Extracted data entries:
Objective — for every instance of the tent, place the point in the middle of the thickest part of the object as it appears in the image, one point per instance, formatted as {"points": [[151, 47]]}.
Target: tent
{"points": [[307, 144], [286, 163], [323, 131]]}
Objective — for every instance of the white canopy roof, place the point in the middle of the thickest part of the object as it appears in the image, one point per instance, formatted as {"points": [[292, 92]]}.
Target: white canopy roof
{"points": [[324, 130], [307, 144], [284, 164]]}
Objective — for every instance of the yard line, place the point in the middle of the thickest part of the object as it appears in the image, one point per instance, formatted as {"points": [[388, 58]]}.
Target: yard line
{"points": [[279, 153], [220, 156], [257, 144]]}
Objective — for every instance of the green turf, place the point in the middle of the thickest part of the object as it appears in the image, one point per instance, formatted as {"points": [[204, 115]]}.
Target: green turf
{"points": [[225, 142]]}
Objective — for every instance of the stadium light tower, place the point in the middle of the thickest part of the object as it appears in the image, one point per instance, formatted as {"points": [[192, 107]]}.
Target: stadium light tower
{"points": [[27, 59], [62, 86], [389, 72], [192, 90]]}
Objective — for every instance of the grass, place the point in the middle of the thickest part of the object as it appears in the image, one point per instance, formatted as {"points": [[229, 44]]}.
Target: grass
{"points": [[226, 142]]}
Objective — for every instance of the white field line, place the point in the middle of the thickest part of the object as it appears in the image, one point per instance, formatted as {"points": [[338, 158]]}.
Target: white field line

DESCRIPTION OF THE TASK → Copy the entries above exactly, leaving none out.

RESULT OF THE EXERCISE →
Objective — for every instance of the tent, place the point in the middle of the thickest part of the object as it appears in the image, one point per instance, formatted as {"points": [[151, 47]]}.
Target: tent
{"points": [[307, 144], [286, 163], [323, 131]]}
Objective — for every instance of the white canopy roof, place the point in the middle of the thickest part of the object as it appears in the image, one point per instance, formatted as {"points": [[292, 92]]}.
Target: white canopy roof
{"points": [[324, 130], [307, 144], [284, 164]]}
Objective — for every instance of the yard line, place the point in the middle of the thickest part of the object as it appears in the image, one point per instance, formatted as {"points": [[388, 58]]}.
Target: yard line
{"points": [[279, 153], [220, 156], [257, 144]]}
Objective — for every instance of the green turf, place the point in the middle of the thickest part of the object as it appears in the image, one point per instance, formatted as {"points": [[204, 115]]}.
Target: green turf
{"points": [[225, 142]]}
Objective — for every instance of the stadium light tower, place the point in the middle of the thickest part of the object as it appears in the image, one point per instance, formatted as {"points": [[192, 107]]}.
Target: stadium light tower
{"points": [[27, 59], [62, 86], [389, 72], [192, 90]]}
Objective — for every instance of the grass, place the point in the middle of the thickest part of the object as it appears in the image, one point per instance, formatted as {"points": [[229, 44]]}.
Target: grass
{"points": [[226, 142]]}
Objective — for every instance of the white field line, place the point in the middle of the thickest part of the object as it appears in the image, one point per instance, formatted as {"points": [[338, 158]]}.
Target: white field line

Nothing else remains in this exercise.